§ Required task
Print, unchanged, the lines of the data below that run from the line containing "Each instance receives exactly one keypoint. Tag the weathered" through the line containing "Each instance receives exactly one keypoint. Tag the castle in", with both of those lines included.

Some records
------------

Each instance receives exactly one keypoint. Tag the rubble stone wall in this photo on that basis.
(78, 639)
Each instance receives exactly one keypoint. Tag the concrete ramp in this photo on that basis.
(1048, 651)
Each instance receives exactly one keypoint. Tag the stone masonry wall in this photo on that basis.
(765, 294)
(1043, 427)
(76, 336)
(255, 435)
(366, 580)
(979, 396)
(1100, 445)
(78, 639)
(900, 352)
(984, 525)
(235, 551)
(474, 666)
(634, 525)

------------

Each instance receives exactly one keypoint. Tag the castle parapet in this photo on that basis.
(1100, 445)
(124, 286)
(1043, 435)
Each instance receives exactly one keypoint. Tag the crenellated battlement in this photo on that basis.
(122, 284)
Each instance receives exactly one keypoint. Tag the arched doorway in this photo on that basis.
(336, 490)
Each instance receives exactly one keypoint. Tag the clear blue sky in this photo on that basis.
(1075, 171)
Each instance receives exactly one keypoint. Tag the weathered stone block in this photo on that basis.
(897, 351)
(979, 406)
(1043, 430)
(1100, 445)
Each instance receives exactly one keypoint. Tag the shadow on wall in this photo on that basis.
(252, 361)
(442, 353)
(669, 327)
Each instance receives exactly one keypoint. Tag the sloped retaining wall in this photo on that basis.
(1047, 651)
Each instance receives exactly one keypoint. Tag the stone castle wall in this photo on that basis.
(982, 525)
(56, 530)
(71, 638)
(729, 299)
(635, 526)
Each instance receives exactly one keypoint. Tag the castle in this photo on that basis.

------------

§ Answer to this exercise
Each instance receives exactly one keypoint. Tag the weathered stone block in this photo on that basis.
(897, 351)
(979, 406)
(1043, 430)
(1100, 445)
Each instance receives exactly one keypoint. Tag the shadow on wall in this photo on that basis.
(252, 361)
(442, 353)
(669, 327)
Each instance receives exactly one keypoint. Tag the sloped retaining wall in this photo on that basis.
(1047, 651)
Each instance receives exactly one keypoint. Tag the stone castle wall in this photo on that basis.
(982, 525)
(56, 530)
(71, 638)
(729, 299)
(635, 526)
Each instance receives exactly one keypoint. Tag the castle in this photo on that basis.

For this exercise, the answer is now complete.